**Task to carry out:** After locating the line with "paved stone ground", reproduce that line and every one following it exactly, up to the end of the entries.

Records from a data source
※
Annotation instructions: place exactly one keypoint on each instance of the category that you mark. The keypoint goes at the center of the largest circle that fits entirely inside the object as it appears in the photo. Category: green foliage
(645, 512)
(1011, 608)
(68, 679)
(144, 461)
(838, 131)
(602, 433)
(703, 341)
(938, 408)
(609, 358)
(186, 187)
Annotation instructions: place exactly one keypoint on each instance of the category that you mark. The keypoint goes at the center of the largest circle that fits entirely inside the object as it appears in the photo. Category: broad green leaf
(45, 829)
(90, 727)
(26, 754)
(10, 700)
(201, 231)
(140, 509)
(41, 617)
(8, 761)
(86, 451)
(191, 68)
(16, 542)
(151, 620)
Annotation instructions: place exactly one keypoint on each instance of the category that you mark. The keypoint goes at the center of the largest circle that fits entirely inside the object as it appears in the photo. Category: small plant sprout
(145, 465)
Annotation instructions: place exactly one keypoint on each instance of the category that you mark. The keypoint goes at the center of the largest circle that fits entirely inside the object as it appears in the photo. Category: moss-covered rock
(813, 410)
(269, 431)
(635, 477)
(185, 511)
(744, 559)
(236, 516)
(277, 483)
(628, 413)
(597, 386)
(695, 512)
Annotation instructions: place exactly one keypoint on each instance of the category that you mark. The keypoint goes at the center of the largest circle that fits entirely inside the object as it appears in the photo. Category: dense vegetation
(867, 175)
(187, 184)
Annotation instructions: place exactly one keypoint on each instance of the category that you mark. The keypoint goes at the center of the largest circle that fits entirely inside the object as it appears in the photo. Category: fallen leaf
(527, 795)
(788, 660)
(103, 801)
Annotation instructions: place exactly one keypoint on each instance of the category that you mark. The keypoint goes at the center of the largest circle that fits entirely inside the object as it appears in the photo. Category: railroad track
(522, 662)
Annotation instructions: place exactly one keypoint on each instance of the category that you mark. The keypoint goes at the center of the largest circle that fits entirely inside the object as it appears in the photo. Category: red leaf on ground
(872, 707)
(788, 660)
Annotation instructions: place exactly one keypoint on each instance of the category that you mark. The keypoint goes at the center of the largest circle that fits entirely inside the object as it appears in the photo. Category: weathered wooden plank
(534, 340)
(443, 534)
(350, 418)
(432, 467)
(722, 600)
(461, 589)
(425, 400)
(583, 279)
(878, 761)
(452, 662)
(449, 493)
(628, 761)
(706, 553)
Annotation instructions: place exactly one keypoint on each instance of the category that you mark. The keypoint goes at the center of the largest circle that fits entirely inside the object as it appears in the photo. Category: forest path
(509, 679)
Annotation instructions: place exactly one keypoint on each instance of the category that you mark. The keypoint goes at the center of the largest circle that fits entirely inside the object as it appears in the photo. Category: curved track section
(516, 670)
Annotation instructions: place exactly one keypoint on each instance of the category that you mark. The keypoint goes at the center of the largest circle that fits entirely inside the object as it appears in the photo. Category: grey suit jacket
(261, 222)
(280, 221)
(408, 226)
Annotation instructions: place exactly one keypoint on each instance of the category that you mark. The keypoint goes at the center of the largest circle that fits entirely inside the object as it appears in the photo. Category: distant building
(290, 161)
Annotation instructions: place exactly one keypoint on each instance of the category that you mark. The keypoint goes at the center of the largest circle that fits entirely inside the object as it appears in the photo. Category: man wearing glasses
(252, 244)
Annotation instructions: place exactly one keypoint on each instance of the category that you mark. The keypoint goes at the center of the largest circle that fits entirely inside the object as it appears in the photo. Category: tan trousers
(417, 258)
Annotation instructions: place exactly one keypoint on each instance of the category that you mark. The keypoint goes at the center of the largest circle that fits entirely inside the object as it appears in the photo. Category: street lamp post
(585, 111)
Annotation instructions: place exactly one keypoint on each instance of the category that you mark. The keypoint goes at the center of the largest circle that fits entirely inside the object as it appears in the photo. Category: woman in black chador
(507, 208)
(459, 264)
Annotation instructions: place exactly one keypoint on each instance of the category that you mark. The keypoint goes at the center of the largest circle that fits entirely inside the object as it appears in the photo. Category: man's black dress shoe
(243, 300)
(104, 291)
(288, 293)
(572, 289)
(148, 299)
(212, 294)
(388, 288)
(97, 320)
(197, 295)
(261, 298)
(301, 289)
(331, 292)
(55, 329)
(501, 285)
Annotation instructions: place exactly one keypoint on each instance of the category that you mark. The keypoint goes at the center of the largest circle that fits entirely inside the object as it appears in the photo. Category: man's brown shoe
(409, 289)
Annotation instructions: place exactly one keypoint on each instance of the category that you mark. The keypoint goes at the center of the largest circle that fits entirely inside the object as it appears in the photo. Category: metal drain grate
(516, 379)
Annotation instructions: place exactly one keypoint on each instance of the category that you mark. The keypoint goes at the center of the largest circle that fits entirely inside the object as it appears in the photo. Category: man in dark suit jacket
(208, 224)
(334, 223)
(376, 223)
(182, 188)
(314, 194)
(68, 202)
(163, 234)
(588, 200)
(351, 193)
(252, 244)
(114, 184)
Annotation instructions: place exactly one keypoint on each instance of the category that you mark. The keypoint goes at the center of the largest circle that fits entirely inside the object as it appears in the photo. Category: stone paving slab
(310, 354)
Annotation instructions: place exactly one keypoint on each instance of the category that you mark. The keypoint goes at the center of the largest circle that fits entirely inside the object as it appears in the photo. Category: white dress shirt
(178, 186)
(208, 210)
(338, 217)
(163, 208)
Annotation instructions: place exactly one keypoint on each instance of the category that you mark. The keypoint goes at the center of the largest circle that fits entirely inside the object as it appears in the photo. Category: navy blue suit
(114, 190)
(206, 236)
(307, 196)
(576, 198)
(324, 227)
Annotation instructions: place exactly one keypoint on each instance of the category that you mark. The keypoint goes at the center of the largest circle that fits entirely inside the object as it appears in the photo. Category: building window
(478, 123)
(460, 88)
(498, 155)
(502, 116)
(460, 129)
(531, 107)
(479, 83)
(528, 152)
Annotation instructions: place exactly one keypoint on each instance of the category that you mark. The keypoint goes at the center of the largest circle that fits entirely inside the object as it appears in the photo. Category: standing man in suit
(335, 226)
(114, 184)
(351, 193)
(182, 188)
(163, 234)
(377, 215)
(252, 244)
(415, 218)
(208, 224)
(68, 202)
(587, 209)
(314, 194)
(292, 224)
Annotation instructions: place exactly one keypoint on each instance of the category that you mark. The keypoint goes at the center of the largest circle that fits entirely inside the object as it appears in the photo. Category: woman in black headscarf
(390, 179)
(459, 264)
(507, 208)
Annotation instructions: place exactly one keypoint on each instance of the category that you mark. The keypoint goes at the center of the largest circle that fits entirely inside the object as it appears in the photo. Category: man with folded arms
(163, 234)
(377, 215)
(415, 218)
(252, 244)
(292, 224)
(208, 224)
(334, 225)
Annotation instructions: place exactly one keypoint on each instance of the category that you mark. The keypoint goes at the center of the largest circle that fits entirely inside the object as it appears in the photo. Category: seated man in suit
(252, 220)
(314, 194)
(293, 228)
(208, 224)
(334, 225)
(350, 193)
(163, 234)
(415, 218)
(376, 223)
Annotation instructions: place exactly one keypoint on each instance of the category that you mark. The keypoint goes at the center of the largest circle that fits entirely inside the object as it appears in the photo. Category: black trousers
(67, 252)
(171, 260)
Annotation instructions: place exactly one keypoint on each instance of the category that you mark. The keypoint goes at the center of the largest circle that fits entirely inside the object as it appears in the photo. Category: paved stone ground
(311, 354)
※
**Answer to the problem:**
Annotation instructions: place exactly one keypoint on each instance of the category that you mark. The keypoint goes at the center of the largest circle that fits entirely inside the object as it appears in the photo. Category: paved stone ground
(311, 354)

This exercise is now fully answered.